▶ SELECTED EXTRACT
From the Pigeon Loft: Projection, alienation and antidote
There is dispassionate criticism and then there are feelings, and they aren’t the same. A critic looks at what is going on and notes the objective reality: no goals from open play, winless and shut out in three, injuries riddling the squad, sub-par performances from players that we know can do better, from a team that is capable of so much more. From this platform, we might speculate about why and pour over stats and formations, substitutions, in-game decisions and a myriad of other factors. We might even find a person to blame.
And while criticism is one thing, feelings are another. The team is a screen on which we project our relationship to the world. This is why football is life.
Somehow in Vancouver, there is a strange unfamiliarity with support. I’ve sensed it in a kind of cynicism that pervades the culture in general. There is a sense that to be a fan means enjoying the good times, but somehow rushing to be the first with a cogent and well reasoned argument for why you can claim a moral superiority with angry, personal rants against players, the manager and even supporters.
It’s baffling to me.
In the course of a short run of poor form – and if you don’t believe this is short there are Aston Villa fans in our midst you can ask – many pixels have been spilled online by the voices of people who seem to be going out of their way to tell the rest of us that we’re just too positive and that all it’s doing is enabling the front office to continue penny pinching our way into mediocre profitability.
You can see that there are arguments buried in these rants, but it’s difficult to address them because there seems to be so much woundedness behind the way in which these statements are delivered. If you’ve personally been called out on social media like this, you will realize that there is no arguing with your nemesis. You are not working at the level of logic. Someone’s got some bitterness to work out and the Vancouver Whitecaps are the canvas on which is it being worked out, with sometimes an unfair step over the line to personal insult.

▶ SET TASKS
(1) Answer these questions from the Whitecaps supporter column:
(a) In how many matches does the column say the team has gone winless and been shut out?
(b) According to the column, what do supporters project onto the team as a screen?
(c) Supporters of which club are suggested as people to ask if one doubts that the run of poor form is short?
(2) Continue the Whitecaps supporter column from its last sentence.
The entries that follow have no connection to the Whitecaps supporter column above.

▶ RECORDS SHOWN
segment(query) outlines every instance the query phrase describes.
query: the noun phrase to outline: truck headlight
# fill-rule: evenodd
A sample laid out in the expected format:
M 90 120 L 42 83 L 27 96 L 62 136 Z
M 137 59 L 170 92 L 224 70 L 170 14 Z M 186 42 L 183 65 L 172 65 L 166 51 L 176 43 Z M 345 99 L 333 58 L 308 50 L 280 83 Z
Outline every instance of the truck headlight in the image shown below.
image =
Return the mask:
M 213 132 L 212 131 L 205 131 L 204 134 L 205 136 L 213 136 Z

▶ TASK-BY-TASK OUTPUTS
(1)
(a) Three.
(b) Their relationship to the world.
(c) Aston Villa.

(2)
And actually that’s all fine, because as I said, football is life. What I love about the sport is that it seems unlike so much of our compartmentalized culture. Football is one place where it’s acceptable to bring our full emotional selves into the fray. That’s what leads to great and boisterous support, collective outpouring of joy and love and appreciation for a thing that shouldn’t matter but somehow does anyway. It also leads to the kind of over the top anger and disappointment of the shitlarks: those that take up residence in the perch “above it all” and nevertheless enter the emotional fray. It’s interesting to see who comes out of the woodwork to pile on everybody else when the times are tough. They tend to be silent when things are going well and their sense of entitlement is being served.
When we win, the players acknowledge that we had something to do with it. But when we lose we don’t want our share of the blame. Are we actually all just separated observers from what goes on on the pitch? Are we being just pandered to when we offer great support? Or does the ubiquitous and intangible “support” we offer actually have an effect? And if it does, what is the effect of a bullrushing of negative shitlarking just as the team has begun to shift from a physical to a mental and emotional set of problems? When we say to the team that they need to try harder, are we not also pointing the fingers at ourselves?
When the team sucks it throws up ways in which we suck too, when we can’t accomplish what we want to do and we throw out our anger at the team because we hate the “us” we see in “them.” When they do well we take pride in it and claim a piece of that for ourselves.
This past weekend a small and intrepid group of #CapsOnTour from the Southsiders, Curva Collective and Rain City Brigade made the trip down to Salt Lake City perhaps in defiance of the idea that we weren’t trying hard enough. Does it have an effect? I don’t know but our only job is to support.
That means we showed up all supplied with a bevy of flags that appeared from Zach’s trunk, all grooving to Phil’s blister fingered-drumming, all standing defiant at the RSL fans who were bundled up in toques and jackets while we flung off our shirts and sang “It isn’t cold enough, it isn’t cold enough” to the tune of La donna è mobile. We got a little wave from our talisman Jordan Harvey at the half and a nice acknowledgement at the end from a bunch of the rest.
That’s what we can do. We ask the players to do their jobs, and so to the best of our ability, we try to do ours.
Hanging with the Real Salt Lake supporters you get a clear sense that supporter culture can be a defiant voice of counter culture that is inextricably linked to the culture of its place.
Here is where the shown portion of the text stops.